• Your instructions:
Review the material and extract every line in which the word "below" occurs.

★ ★ ★ ★ ★

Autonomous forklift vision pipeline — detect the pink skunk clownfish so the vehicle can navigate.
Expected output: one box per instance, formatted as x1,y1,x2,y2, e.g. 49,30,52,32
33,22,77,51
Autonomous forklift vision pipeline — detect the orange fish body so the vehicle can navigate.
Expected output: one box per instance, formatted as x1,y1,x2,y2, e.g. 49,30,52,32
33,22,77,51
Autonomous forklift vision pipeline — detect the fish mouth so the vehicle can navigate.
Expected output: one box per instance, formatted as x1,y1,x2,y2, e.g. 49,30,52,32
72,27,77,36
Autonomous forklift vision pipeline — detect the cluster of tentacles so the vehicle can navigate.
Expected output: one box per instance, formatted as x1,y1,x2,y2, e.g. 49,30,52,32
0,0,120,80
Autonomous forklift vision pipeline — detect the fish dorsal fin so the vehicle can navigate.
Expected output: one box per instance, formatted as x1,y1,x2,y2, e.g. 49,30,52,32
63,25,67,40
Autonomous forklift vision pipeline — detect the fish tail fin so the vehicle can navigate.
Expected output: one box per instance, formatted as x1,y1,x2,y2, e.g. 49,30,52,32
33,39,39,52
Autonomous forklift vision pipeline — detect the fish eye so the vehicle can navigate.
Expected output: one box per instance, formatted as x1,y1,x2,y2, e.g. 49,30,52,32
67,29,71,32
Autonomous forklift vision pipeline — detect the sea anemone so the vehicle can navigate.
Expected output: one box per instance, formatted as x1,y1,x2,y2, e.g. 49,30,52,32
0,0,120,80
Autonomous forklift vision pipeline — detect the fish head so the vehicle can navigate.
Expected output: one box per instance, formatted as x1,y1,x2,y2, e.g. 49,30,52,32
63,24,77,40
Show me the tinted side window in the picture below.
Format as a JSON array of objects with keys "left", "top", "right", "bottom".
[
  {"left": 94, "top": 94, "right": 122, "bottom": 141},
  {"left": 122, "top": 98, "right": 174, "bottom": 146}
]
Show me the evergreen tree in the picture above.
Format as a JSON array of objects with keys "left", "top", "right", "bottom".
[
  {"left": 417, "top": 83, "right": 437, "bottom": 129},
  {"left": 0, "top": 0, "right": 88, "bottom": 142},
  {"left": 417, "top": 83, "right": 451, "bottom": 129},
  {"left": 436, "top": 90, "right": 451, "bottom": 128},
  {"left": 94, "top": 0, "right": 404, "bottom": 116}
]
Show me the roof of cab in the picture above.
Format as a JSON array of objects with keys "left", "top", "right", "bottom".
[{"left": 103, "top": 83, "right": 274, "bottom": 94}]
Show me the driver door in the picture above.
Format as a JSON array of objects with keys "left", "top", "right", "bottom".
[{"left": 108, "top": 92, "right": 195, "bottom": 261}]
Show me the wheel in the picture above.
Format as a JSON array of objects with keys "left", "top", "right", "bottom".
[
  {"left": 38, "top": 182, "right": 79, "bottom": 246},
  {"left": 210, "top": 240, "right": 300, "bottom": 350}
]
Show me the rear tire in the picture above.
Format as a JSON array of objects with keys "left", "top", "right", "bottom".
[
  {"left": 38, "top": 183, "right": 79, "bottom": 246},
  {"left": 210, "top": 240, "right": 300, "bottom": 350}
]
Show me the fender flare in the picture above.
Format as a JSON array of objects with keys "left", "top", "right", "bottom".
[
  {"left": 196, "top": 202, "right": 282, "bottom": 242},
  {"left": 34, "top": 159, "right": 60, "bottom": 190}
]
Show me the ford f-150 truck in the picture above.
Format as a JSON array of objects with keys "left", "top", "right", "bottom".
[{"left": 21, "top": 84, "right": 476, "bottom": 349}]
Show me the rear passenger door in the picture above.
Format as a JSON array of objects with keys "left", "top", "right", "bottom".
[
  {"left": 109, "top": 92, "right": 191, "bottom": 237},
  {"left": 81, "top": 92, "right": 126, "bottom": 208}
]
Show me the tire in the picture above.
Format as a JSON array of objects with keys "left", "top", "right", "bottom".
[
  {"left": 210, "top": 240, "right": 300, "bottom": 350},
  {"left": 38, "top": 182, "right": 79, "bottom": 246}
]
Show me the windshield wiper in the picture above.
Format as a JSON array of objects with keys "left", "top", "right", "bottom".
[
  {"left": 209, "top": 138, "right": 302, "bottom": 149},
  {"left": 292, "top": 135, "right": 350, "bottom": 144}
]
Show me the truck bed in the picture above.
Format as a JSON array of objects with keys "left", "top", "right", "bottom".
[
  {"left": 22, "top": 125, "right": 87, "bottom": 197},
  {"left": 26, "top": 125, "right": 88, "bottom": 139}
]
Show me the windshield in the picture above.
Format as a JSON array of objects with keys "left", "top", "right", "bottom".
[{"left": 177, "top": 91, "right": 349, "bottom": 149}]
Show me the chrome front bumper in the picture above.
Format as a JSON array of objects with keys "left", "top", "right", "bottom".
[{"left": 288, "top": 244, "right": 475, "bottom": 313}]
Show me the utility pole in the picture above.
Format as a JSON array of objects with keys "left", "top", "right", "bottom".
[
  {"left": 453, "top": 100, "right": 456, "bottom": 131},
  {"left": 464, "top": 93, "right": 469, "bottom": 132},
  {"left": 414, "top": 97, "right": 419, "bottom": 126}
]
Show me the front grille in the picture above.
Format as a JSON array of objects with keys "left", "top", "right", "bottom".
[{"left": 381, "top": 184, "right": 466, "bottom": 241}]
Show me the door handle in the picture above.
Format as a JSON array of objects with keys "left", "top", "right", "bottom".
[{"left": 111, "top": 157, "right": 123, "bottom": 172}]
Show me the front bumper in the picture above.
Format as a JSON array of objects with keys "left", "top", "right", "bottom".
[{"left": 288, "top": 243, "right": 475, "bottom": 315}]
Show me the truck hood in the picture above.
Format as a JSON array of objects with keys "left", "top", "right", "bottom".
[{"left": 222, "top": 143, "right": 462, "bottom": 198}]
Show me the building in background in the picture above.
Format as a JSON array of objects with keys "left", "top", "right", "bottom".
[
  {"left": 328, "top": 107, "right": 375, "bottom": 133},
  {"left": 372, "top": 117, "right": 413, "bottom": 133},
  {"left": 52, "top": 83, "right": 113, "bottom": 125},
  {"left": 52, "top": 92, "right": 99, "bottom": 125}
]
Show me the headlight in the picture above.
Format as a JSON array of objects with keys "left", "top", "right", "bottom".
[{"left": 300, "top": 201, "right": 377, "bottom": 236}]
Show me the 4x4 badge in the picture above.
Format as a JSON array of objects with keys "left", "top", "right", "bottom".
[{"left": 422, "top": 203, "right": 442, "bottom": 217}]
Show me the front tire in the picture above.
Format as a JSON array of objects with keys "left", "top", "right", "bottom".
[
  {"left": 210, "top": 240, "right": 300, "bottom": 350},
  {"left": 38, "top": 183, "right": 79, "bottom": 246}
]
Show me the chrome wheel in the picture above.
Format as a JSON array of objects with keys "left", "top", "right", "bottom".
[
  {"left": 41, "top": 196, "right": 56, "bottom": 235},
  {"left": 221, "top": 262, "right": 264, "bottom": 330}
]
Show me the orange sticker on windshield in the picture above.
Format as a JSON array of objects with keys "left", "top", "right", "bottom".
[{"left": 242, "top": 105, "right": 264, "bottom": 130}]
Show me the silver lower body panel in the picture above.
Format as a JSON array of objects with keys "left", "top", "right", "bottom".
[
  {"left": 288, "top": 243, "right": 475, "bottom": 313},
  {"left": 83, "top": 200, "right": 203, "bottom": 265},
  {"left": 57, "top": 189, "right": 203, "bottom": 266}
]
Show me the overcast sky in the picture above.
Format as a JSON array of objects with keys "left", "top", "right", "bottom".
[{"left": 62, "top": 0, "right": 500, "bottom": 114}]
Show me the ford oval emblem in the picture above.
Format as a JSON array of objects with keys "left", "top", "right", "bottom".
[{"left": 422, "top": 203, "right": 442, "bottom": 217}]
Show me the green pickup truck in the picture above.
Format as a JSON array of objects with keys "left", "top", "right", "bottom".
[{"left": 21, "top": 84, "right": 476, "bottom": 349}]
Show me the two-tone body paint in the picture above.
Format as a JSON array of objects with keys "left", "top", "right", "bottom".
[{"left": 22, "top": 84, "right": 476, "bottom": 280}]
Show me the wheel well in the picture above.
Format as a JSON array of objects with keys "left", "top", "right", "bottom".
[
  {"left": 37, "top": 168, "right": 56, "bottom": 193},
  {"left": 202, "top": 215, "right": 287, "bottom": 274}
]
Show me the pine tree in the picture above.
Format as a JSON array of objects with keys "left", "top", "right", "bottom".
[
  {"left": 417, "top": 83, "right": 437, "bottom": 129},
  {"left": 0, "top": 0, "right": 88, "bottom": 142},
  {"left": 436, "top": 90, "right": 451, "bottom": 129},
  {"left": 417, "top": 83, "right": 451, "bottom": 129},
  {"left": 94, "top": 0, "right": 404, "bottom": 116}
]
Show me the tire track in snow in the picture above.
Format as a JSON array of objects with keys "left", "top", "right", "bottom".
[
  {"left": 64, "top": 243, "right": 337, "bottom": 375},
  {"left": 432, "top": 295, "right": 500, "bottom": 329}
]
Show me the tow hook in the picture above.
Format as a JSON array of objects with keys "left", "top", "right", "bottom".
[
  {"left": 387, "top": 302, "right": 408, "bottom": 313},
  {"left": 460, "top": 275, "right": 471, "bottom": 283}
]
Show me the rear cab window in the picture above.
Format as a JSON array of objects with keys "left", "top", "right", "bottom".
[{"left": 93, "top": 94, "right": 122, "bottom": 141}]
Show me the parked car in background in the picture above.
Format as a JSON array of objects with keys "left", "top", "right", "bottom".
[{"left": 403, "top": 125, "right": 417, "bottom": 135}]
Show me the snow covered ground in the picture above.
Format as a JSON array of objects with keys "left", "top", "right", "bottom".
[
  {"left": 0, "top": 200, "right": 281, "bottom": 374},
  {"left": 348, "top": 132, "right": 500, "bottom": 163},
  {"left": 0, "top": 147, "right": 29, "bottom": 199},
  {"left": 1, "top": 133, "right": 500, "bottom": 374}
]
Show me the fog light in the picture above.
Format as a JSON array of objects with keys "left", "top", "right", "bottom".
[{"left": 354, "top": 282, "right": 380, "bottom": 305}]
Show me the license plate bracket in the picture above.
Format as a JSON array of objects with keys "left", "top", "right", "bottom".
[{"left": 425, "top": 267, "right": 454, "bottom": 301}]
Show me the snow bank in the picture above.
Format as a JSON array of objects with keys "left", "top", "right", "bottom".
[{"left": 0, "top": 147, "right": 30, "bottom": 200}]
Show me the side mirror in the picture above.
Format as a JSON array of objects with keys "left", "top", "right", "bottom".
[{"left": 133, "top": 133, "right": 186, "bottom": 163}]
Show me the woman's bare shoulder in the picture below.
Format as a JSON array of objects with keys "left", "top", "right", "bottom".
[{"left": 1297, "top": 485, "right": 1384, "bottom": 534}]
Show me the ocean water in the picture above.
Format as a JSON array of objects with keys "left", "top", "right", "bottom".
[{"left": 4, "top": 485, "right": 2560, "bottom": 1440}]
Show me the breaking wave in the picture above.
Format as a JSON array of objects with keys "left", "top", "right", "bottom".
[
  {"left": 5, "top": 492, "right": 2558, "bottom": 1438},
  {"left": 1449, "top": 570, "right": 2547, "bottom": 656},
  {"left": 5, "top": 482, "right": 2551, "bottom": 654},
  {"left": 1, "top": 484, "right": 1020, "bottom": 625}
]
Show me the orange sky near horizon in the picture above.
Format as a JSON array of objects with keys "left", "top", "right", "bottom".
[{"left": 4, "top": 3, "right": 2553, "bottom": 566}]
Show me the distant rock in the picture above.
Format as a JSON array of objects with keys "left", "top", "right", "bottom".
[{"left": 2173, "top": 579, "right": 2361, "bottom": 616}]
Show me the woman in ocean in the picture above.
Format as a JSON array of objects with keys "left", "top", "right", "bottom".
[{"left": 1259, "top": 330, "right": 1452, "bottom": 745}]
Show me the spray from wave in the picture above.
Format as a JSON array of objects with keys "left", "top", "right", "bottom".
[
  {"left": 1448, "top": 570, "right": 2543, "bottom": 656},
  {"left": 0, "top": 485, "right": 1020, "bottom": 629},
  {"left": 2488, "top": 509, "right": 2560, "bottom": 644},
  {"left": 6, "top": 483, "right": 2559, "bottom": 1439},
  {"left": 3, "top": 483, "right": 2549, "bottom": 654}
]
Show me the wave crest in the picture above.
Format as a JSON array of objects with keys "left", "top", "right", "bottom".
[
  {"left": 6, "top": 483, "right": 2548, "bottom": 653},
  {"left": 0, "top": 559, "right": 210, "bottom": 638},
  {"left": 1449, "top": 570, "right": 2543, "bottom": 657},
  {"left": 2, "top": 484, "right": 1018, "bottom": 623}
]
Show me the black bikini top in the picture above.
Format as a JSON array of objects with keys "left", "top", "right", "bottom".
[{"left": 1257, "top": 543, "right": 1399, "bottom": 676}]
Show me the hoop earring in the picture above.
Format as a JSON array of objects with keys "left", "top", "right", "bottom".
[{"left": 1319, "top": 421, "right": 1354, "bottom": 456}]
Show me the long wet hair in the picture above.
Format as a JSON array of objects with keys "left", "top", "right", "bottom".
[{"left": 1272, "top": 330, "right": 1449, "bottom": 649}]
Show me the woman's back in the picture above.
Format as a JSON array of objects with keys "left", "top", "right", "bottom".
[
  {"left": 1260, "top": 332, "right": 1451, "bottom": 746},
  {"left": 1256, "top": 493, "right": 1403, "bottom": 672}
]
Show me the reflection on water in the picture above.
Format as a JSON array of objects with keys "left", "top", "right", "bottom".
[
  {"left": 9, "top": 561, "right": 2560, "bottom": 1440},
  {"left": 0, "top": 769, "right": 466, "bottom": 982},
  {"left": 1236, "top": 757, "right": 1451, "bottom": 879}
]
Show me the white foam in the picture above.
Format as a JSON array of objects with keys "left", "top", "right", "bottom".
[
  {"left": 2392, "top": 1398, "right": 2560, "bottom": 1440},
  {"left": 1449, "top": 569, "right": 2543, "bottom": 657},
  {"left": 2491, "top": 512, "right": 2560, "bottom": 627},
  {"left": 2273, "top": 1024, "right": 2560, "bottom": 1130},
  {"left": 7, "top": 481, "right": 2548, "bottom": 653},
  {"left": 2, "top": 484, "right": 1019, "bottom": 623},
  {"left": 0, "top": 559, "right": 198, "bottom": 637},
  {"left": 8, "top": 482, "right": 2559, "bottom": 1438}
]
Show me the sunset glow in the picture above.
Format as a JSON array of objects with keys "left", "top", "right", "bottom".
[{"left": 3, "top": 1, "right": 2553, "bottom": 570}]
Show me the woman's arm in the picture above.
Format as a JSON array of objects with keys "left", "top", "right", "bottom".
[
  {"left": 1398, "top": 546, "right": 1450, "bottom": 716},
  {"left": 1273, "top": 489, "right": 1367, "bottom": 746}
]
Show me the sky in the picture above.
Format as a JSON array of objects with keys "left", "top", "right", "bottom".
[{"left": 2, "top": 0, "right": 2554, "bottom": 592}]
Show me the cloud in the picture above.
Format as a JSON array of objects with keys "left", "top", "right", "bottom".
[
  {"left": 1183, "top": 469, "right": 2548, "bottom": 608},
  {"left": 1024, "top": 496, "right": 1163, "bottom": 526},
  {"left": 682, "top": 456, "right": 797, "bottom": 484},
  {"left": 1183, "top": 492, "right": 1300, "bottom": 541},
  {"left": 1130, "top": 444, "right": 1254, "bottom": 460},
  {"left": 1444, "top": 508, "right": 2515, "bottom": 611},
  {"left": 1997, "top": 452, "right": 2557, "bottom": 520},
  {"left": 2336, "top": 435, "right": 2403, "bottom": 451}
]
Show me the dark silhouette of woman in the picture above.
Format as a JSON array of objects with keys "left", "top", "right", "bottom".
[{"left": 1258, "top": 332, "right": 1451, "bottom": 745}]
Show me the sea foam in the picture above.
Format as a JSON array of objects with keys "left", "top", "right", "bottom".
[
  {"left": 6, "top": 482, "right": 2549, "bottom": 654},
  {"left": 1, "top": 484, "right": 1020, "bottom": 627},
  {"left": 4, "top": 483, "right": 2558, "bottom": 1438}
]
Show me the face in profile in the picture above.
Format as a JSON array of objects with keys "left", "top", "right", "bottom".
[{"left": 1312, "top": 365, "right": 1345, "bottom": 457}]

★ ★ ★ ★ ★

• Exercise solution:
Show me the tinted side window in the picture below.
Show me the woman's bare shoulder in the picture below.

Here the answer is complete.